DIRECTIONS: Every record here needs to be retyped exactly.

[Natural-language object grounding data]
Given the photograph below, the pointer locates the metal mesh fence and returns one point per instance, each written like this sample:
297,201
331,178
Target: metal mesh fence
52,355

EXERCISE SOLUTION:
Given the photograph below, the pointer locates the metal mesh fence and returns one point per instance, each written like this sample:
297,201
331,178
Target: metal mesh fence
52,355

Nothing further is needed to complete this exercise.